Grasso adds: “That question is extremely critical when you manage a luxury brand. There’s a fine line, and we ask ourselves that question every day. What is the right balance? The right balance is the response of the consumer approach to the brand. The starting point for us is to know the consumer, the new luxury consumer, because the world is changing really fast.
“It’s our job to understand the DNA of the brand: what the fine line is, what the Maserati experience is and how that translates in a super-sports car, an SUV and a saloon.”
Grasso adds that creating cars that fit the brand isn’t enough: the whole experience is key, covering aspects such as dealerships and servicing. For example, steps have been taken to improve perceived quality: the whole quality control team and process have been overhauled.
The idea is to ensure that Maserati isn’t just known for its proud past but also as a premium brand that’s fit for the modern age – and can finally deliver on the promises it has made.
“Maserati is like a diamond in the rough,” concludes Grasso. “You don’t find a brand like this easily, with such clear, distinct DNA, such passion and so much knowledge. You can polish this diamond and make it shine.”
The best and the worst from Modena
1969 Ghibli SS: The Giugiaro-designed Ghibli couldn’t have less in common with its modern namesake. It was a four-seat GT that, in top-rung SS form, got 246kW from a 4.9-litre V8 and could hit 280km/h, making it Maserati’s then fastest road car. It’s now a collector’s favourite that can cost in excess of AUD$1 million.
1971 Bora: Hydraulically adjustable pedals, a tilting steering wheel, a full-sized boot, independent suspension and a double-glazed rear window marked out Maserati’s first supercar as more refined than its rivals, while a rev-happy V8 and a monocoque helped its case in the performance stakes.
2004 MC12: The last Maserati supercar set a high bar for the MC20. Only 62 were built, 12 of which were track-only, making it far more exclusive than even the Enzo on which it was based. Ferrari’s 6.0-litre V12 endowed it with 463kW, sending it from 0-100km/h in 3.7sec and earning it great racing success.
★ ★ ★ ★ ★ ★ ★
**AIM OF THE TASK**
Reproduce the part of the Maserati text that begins with the words "The best and" and stops after "the performance stakes.".

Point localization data
★ ★ ★ ★ ★ ★ ★
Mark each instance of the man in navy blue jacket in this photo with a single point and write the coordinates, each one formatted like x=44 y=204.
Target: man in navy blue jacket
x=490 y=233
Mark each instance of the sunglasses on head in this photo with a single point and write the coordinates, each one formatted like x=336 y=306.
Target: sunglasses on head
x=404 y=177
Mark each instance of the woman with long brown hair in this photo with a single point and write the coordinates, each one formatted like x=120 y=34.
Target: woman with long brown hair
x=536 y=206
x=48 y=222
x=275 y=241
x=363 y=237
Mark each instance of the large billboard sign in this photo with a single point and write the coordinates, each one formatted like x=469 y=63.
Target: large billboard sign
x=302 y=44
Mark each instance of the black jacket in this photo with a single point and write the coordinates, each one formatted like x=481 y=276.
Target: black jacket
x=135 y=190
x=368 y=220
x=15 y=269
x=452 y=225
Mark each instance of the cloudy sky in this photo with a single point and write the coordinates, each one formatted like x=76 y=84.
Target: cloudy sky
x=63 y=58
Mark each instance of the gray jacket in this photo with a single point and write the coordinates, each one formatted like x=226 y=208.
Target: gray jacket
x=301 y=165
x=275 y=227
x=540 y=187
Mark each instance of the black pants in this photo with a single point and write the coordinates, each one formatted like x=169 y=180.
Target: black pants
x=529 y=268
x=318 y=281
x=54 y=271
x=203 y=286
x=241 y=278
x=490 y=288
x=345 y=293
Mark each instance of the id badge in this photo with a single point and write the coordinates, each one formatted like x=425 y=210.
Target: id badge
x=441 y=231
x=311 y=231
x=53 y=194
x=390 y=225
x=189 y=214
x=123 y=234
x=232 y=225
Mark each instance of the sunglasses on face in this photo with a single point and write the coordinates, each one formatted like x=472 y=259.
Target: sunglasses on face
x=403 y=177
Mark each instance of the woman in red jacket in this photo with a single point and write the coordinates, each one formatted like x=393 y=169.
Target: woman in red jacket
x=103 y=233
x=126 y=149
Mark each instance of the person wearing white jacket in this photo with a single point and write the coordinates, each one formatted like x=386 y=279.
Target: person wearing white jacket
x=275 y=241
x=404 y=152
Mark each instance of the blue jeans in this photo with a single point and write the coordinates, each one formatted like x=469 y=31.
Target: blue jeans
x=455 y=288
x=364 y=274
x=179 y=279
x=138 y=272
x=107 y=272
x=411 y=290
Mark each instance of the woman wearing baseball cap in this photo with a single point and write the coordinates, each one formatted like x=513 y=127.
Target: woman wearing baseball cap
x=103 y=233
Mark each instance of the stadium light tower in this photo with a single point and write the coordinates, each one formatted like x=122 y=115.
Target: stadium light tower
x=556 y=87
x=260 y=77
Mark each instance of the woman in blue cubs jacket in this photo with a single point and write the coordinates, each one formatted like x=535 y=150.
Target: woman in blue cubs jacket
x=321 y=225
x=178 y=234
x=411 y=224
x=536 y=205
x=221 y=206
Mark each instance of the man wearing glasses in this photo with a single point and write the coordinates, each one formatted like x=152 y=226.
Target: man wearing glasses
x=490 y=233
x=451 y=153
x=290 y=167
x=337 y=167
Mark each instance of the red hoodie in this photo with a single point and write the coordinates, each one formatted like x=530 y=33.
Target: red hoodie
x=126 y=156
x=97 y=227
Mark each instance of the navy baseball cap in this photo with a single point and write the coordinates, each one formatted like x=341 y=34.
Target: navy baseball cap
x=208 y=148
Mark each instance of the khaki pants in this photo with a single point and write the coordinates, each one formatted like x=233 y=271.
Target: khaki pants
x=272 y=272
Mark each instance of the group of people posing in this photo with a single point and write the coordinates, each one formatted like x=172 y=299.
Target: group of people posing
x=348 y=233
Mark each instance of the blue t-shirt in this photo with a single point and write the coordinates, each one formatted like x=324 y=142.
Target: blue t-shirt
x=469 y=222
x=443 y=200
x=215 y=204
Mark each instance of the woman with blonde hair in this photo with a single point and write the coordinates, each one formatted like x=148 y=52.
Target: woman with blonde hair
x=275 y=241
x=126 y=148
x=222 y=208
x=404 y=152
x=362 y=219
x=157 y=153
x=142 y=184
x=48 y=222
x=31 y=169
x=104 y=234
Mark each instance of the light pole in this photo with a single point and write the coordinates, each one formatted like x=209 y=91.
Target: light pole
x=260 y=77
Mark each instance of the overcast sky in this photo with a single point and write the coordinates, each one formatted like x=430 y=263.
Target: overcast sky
★ ★ ★ ★ ★ ★ ★
**WORKED SOLUTION**
The best and the worst from Modena
1969 Ghibli SS: The Giugiaro-designed Ghibli couldn’t have less in common with its modern namesake. It was a four-seat GT that, in top-rung SS form, got 246kW from a 4.9-litre V8 and could hit 280km/h, making it Maserati’s then fastest road car. It’s now a collector’s favourite that can cost in excess of AUD$1 million.
1971 Bora: Hydraulically adjustable pedals, a tilting steering wheel, a full-sized boot, independent suspension and a double-glazed rear window marked out Maserati’s first supercar as more refined than its rivals, while a rev-happy V8 and a monocoque helped its case in the performance stakes.